• Texte de l'exercice:
Silence, peur et culpabilité

«L’Office national de la famille et de la population (ONFP) a effectué, en 2010, avec une aide espagnole, une enquête dans une vingtaine de gouvernorats auprès des femmes âgées entre 18 et 64 ans. Les résultats sont alarmants : 47% d’entre elles ont déclaré avoir subi des violences au moins une fois dans leur vie, 37% des violences physiques, 78,2% des violences sexuelles par leur partenaire intime. Les violences économiques touchent aussi 77% des femmes interviewées et 42,1% n’en parlent pas et ne demandent aucune aide», a encore rappelé Mme Hassairi.

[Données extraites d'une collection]
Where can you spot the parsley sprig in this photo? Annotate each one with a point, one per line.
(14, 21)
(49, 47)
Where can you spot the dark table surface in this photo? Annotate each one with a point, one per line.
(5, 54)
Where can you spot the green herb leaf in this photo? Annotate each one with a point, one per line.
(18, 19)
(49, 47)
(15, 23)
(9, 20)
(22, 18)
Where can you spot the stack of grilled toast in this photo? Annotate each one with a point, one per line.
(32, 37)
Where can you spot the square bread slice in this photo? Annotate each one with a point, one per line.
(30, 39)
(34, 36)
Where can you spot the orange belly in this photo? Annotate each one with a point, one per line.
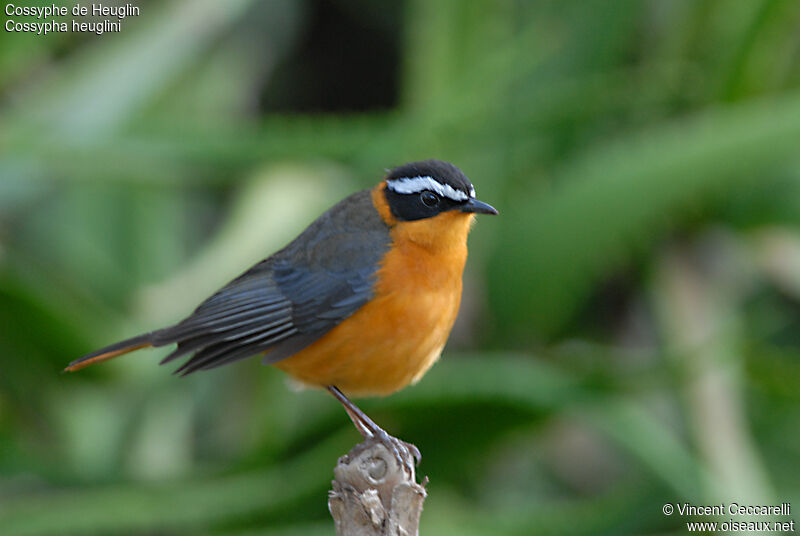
(395, 338)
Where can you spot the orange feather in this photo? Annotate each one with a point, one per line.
(398, 335)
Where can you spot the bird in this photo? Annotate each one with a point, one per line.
(361, 303)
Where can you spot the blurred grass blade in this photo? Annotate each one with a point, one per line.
(618, 198)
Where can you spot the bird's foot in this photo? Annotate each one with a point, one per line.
(407, 455)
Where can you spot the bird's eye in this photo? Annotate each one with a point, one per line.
(429, 199)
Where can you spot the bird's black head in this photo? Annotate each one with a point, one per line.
(425, 189)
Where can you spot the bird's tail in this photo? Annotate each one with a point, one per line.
(110, 352)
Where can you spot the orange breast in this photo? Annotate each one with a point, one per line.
(395, 338)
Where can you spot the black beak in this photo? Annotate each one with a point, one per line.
(478, 207)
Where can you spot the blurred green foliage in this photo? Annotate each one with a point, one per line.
(628, 333)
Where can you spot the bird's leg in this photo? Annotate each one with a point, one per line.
(369, 430)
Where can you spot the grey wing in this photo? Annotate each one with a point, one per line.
(291, 299)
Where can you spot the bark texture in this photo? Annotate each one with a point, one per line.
(374, 495)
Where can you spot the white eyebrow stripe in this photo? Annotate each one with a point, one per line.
(415, 185)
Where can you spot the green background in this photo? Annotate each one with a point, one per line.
(628, 334)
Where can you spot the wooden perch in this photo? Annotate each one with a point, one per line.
(373, 495)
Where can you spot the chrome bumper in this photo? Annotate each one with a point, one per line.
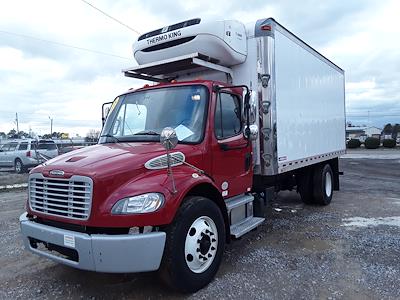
(124, 253)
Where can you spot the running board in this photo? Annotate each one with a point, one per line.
(237, 201)
(248, 224)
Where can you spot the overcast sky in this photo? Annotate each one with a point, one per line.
(39, 79)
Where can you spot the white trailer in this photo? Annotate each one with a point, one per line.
(298, 98)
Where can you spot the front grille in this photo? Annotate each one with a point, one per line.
(69, 198)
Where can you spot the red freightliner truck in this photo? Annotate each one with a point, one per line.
(184, 165)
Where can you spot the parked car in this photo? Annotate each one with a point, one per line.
(27, 153)
(20, 154)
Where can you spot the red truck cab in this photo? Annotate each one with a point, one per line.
(114, 207)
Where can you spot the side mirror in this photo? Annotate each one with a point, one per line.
(168, 138)
(251, 132)
(250, 104)
(105, 109)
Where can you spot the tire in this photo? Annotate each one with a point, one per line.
(194, 246)
(19, 166)
(323, 184)
(305, 186)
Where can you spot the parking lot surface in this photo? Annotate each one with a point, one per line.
(348, 250)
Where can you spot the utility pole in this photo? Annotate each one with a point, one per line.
(16, 121)
(51, 127)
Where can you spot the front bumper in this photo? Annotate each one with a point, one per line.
(124, 253)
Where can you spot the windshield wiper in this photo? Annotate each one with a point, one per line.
(146, 132)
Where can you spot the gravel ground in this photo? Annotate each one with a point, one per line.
(348, 250)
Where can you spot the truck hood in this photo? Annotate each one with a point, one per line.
(98, 160)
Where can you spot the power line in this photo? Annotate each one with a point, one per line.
(111, 17)
(62, 44)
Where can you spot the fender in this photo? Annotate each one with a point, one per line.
(186, 179)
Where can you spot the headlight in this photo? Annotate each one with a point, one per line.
(141, 204)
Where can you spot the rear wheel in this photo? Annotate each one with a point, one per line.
(323, 184)
(194, 246)
(305, 186)
(19, 166)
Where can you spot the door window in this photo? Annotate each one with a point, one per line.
(227, 116)
(13, 146)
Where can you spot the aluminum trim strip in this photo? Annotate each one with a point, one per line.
(296, 164)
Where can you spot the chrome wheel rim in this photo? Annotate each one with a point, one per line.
(328, 184)
(201, 244)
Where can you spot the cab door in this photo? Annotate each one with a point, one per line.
(232, 157)
(3, 153)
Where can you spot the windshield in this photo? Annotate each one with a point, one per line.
(141, 116)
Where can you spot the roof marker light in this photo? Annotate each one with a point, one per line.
(266, 27)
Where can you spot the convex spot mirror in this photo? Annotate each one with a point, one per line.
(251, 133)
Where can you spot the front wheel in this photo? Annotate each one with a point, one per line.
(194, 246)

• Exercice A: Traduisez en anglais cette phrase du texte sur les violences faites aux femmes : « Les résultats sont alarmants : 47% d’entre elles ont déclaré avoir subi des violences au moins une fois dans leur vie, 37% des violences physiques, 78,2% des violences sexuelles par leur partenaire intime. »
• Exercice B: Recopiez tout le passage du texte sur les violences faites aux femmes, depuis « Silence, peur et » jusqu'à « rappelé Mme Hassairi. ».

• Réponse écrite A: The results are alarming: 47% of them reported having experienced violence at least once in their lives, 37% physical violence, 78.2% sexual violence by their intimate partner.

• Réponse écrite B:
Silence, peur et culpabilité

«L’Office national de la famille et de la population (ONFP) a effectué, en 2010, avec une aide espagnole, une enquête dans une vingtaine de gouvernorats auprès des femmes âgées entre 18 et 64 ans. Les résultats sont alarmants : 47% d’entre elles ont déclaré avoir subi des violences au moins une fois dans leur vie, 37% des violences physiques, 78,2% des violences sexuelles par leur partenaire intime. Les violences économiques touchent aussi 77% des femmes interviewées et 42,1% n’en parlent pas et ne demandent aucune aide», a encore rappelé Mme Hassairi.